* [STATED TASK] Can you give all the records again without altering a single character?

┌─ RECORDS SUPPLIED

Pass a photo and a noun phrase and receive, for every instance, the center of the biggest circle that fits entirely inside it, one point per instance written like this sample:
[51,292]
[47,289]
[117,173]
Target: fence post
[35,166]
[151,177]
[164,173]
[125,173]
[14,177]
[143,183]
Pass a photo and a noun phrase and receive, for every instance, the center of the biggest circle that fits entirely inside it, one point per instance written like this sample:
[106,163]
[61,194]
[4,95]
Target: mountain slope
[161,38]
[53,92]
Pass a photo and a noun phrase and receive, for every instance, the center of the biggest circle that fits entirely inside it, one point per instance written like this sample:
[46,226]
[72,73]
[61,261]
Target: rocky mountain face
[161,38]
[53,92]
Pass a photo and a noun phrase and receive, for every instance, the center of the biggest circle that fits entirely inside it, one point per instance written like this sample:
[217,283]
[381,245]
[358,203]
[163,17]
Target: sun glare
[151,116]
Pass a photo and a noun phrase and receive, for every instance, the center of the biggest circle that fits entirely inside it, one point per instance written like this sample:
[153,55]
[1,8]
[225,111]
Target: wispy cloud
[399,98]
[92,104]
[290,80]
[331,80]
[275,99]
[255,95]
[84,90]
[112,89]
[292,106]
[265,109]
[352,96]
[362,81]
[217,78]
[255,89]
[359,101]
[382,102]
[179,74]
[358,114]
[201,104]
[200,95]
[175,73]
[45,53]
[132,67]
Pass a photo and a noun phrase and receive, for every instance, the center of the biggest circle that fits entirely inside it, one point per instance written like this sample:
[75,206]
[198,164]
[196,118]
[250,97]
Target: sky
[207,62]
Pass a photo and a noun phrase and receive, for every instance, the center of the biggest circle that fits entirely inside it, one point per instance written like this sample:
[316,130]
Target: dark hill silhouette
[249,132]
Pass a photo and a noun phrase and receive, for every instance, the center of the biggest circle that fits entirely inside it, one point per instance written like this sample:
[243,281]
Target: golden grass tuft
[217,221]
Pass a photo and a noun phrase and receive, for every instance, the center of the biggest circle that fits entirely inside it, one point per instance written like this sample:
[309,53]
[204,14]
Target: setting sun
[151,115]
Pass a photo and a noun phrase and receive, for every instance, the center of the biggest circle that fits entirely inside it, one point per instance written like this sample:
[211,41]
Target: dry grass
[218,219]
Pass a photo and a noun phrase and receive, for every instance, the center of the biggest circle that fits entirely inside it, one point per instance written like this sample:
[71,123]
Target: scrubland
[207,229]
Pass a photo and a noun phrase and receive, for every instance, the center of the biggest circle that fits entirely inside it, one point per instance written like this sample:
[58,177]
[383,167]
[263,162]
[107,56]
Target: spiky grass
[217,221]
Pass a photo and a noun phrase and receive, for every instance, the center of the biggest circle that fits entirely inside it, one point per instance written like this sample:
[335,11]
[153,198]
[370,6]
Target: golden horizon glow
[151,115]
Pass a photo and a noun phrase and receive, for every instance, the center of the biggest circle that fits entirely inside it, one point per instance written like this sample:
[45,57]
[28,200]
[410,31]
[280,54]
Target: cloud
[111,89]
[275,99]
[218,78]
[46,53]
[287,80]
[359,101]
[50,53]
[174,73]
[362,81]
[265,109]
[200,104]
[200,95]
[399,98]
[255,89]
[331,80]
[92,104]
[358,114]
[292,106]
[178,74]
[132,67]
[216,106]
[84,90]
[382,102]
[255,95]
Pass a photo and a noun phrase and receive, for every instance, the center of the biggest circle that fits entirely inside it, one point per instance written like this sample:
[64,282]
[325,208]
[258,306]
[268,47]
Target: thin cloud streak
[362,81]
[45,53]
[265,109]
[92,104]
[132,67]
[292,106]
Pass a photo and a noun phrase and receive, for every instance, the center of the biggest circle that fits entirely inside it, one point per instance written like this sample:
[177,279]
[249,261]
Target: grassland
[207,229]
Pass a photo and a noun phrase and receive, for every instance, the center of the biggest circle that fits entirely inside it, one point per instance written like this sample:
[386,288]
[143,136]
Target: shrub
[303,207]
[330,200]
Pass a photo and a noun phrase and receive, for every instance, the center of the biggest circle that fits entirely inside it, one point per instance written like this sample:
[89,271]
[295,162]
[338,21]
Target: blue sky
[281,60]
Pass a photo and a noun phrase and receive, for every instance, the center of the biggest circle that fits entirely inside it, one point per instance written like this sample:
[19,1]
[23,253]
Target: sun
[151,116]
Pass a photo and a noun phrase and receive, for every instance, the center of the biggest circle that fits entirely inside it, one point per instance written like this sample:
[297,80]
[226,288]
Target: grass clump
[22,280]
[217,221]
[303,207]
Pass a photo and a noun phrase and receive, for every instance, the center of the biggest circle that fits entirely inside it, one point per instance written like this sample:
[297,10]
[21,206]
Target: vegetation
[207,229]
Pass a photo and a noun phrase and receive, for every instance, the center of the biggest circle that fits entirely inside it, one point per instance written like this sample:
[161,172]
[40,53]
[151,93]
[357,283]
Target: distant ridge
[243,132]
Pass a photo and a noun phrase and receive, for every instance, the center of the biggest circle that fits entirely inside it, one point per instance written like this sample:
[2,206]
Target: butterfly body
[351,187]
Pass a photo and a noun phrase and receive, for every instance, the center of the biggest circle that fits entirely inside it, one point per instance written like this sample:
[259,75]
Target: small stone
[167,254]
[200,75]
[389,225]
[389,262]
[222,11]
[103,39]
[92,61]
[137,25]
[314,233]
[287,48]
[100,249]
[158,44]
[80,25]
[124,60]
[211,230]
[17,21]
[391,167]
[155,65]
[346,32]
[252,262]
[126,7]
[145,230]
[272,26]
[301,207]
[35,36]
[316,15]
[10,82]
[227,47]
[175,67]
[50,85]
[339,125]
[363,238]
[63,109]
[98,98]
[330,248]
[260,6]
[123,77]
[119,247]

└─

* [REPLY]
Pass a photo and a noun phrase and receive, for every instance, the center of the biggest circle that fits entirely inside it, one point per instance written like this sample:
[51,292]
[47,289]
[117,173]
Target: fence post
[35,166]
[151,177]
[164,173]
[125,173]
[14,177]
[143,183]
Pass a photo and a noun phrase and receive, for every instance, the center of the biggest circle that fits entirely inside it, one point per instance written like this sample:
[106,163]
[61,194]
[4,95]
Target: mountain slope
[161,38]
[53,92]
Pass a photo and a noun phrase and receive, for every instance, the center of the biggest circle that fits entirely inside it, one point per instance written like this sample:
[46,226]
[72,73]
[61,261]
Target: rocky mountain face
[161,38]
[53,92]
Pass a photo and a noun phrase and receive, for every instance, the center of the biggest circle that fits entirely inside it, one point per instance written like this sample:
[217,283]
[381,245]
[358,203]
[163,17]
Target: sun glare
[151,116]
Pass a photo and a noun phrase and receive, for every instance, the center of the biggest circle that fits entirely inside it, one point per instance written like this sample:
[153,55]
[1,8]
[225,111]
Target: wispy cloud
[399,98]
[92,104]
[290,80]
[331,80]
[275,99]
[255,95]
[84,90]
[112,89]
[292,106]
[265,109]
[352,96]
[362,81]
[217,78]
[255,89]
[359,101]
[382,102]
[179,74]
[358,114]
[201,104]
[200,95]
[175,73]
[45,53]
[132,67]
Pass a photo and a noun phrase and receive, for every instance, the center of the biggest circle that fits entirely inside it, one point per instance written like this sample:
[75,206]
[198,164]
[196,118]
[250,97]
Target: sky
[207,62]
Pass a photo and a noun phrase and receive, for every instance, the center of the biggest circle that fits entirely inside it, one point per instance written like this sample:
[316,130]
Target: dark hill silhouette
[249,132]
Pass a photo and a noun phrase and receive, for every instance, the center of the biggest circle that fits entirely inside it, one point per instance written like this sample:
[243,281]
Target: golden grass tuft
[217,221]
Pass a photo and a noun phrase and receive, for every instance, the center of the biggest circle that fits entirely inside it, one point per instance written like this sample:
[309,53]
[204,14]
Target: setting sun
[151,115]
Pass a photo and a noun phrase and receive, for every instance, the center of the biggest circle that fits entirely inside it, one point per instance written like this sample:
[211,41]
Target: dry grass
[218,219]
Pass a photo and a noun phrase and receive, for every instance, the center of the biggest circle that fits entirely inside it, one point per instance written like this sample:
[71,123]
Target: scrubland
[207,229]
Pass a photo and a noun phrase and receive, for every instance, the center of the biggest circle that fits entirely inside it, one point per instance written like this sample:
[58,177]
[383,167]
[263,162]
[107,56]
Target: spiky grass
[217,221]
Pass a photo and a noun phrase and receive, for every instance, the center of the biggest circle that fits entirely inside it, one point per instance written like this sample:
[335,11]
[153,198]
[370,6]
Target: golden horizon glow
[151,115]
Pass a photo and a noun phrase and receive, for every instance, the center of the biggest circle that fits entirely inside it, one point per instance written like this sample:
[45,57]
[28,200]
[410,31]
[280,54]
Target: cloud
[111,89]
[275,99]
[218,78]
[46,53]
[287,80]
[359,101]
[50,53]
[174,73]
[362,81]
[265,109]
[200,104]
[200,95]
[399,98]
[255,89]
[331,80]
[92,104]
[358,114]
[292,106]
[178,74]
[132,67]
[216,106]
[84,90]
[382,102]
[255,95]
Pass a photo and a noun phrase and receive, for every instance, the center of the biggest circle that fits entirely inside it, one point per instance written like this sample:
[64,282]
[325,208]
[258,306]
[268,47]
Target: thin cloud streak
[362,81]
[45,53]
[265,109]
[92,104]
[132,67]
[292,106]
Pass a photo and a noun phrase and receive, for every instance, the center of the biggest circle that fits entirely inside it, one point per instance written like this sample:
[177,279]
[249,261]
Target: grassland
[207,229]
Pass a photo and a noun phrase and receive, for every instance, the center of the biggest circle that fits entirely inside it, one point per instance written like this sample:
[386,288]
[143,136]
Target: shrub
[303,207]
[330,200]
Pass a photo and a noun phrase and receive, for every instance, the center of the biggest circle that fits entirely inside it, one point per instance written like this sample:
[89,271]
[295,162]
[338,21]
Target: blue sky
[281,60]
Pass a photo and a noun phrase and receive, for every instance, the center of the biggest circle that fits entirely inside it, one point per instance written like this sample:
[19,1]
[23,253]
Target: sun
[151,116]
Pass a photo and a noun phrase and receive, for every instance, the center of the biggest circle that fits entirely inside it, one point per instance written like this sample:
[297,80]
[226,288]
Target: grass clump
[22,280]
[217,221]
[303,207]
Pass a photo and a noun phrase and receive, for every instance, the center of the biggest circle that fits entirely inside it, one point per instance written like this sample:
[297,10]
[21,206]
Target: vegetation
[207,229]
Pass a photo and a noun phrase and receive, for every instance, the center of the biggest circle that fits entirely inside it, one point per instance written like this sample:
[161,172]
[40,53]
[151,93]
[357,283]
Target: distant ridge
[243,132]
Pass a photo and a noun phrase and receive, for every instance, the center of the biggest circle that fits entirely inside it, one point per instance written like this sample:
[2,206]
Target: butterfly body
[351,187]
Pass a photo and a noun phrase and receive, for every instance, the center of the biggest circle that fits entirely inside it, one point per instance written like this sample:
[259,75]
Target: small stone
[167,254]
[200,75]
[389,225]
[389,262]
[222,11]
[103,39]
[92,61]
[137,25]
[314,233]
[287,48]
[100,249]
[158,44]
[80,25]
[124,60]
[211,230]
[17,21]
[391,167]
[155,65]
[346,32]
[252,262]
[126,7]
[145,230]
[272,26]
[301,207]
[35,36]
[316,15]
[10,82]
[227,47]
[175,67]
[50,85]
[339,125]
[363,238]
[63,109]
[98,98]
[330,248]
[260,6]
[123,77]
[119,247]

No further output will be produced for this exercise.